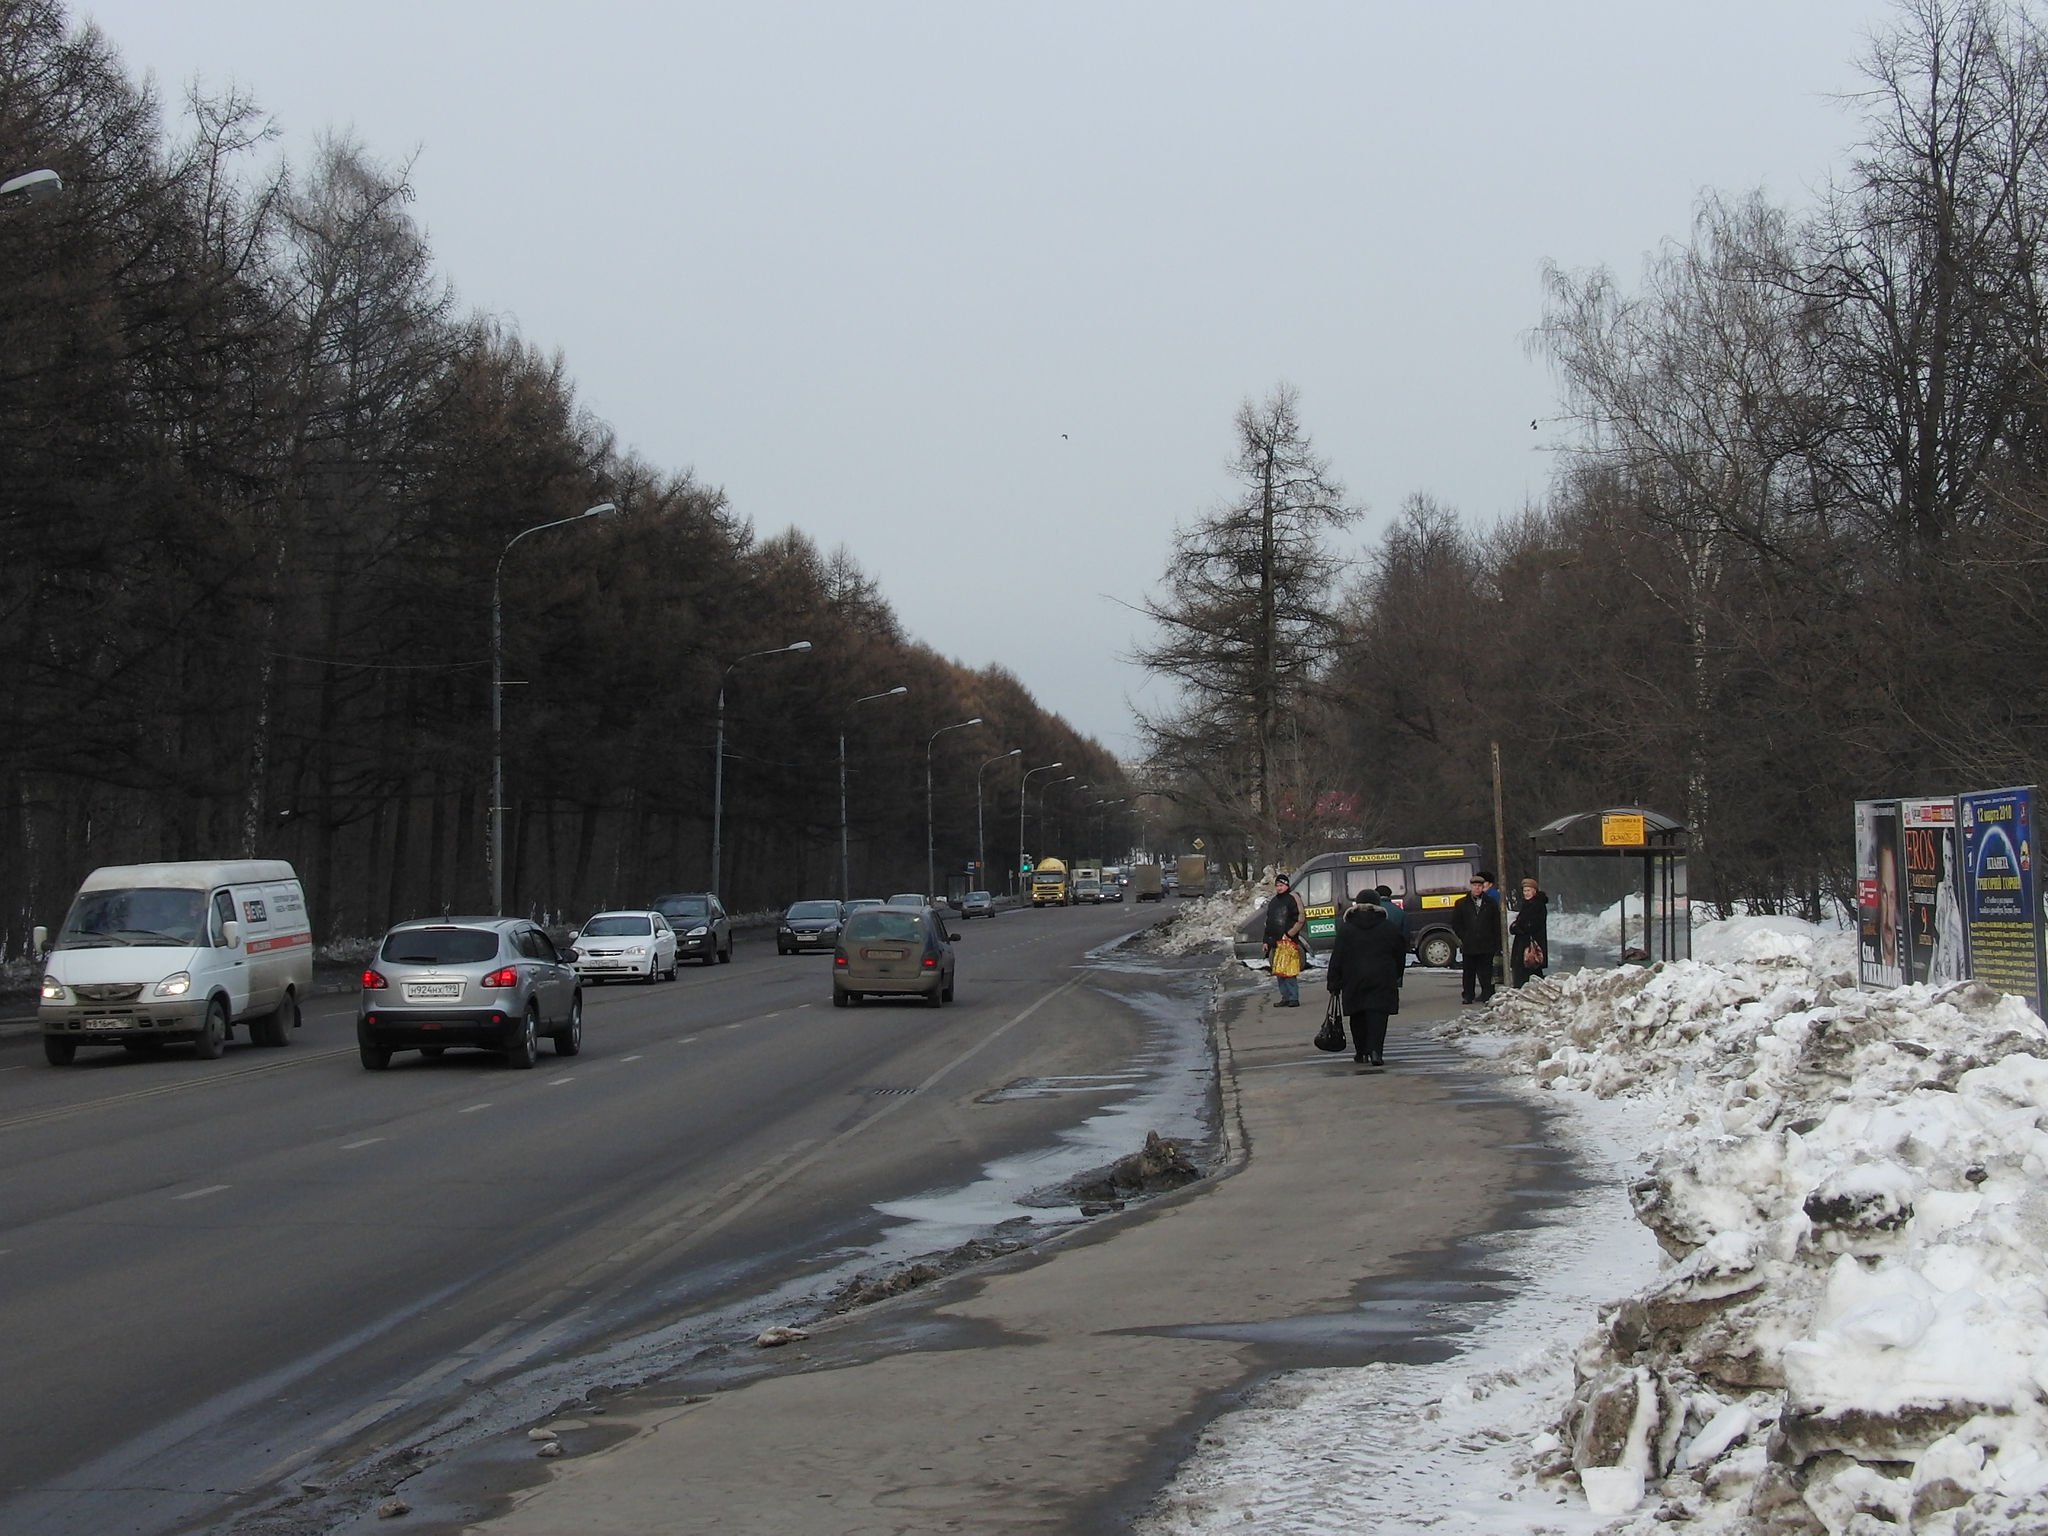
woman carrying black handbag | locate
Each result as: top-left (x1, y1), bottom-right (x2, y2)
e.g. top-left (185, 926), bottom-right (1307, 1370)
top-left (1510, 876), bottom-right (1550, 988)
top-left (1323, 897), bottom-right (1405, 1067)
========================
Reproduce only those lines of the entries above that run from the line with "Each result as: top-left" to the final line.

▶ **RESPONSE TO THE TASK**:
Each result as: top-left (x1, y1), bottom-right (x2, y2)
e.g. top-left (185, 926), bottom-right (1307, 1370)
top-left (1510, 876), bottom-right (1550, 988)
top-left (1323, 897), bottom-right (1405, 1067)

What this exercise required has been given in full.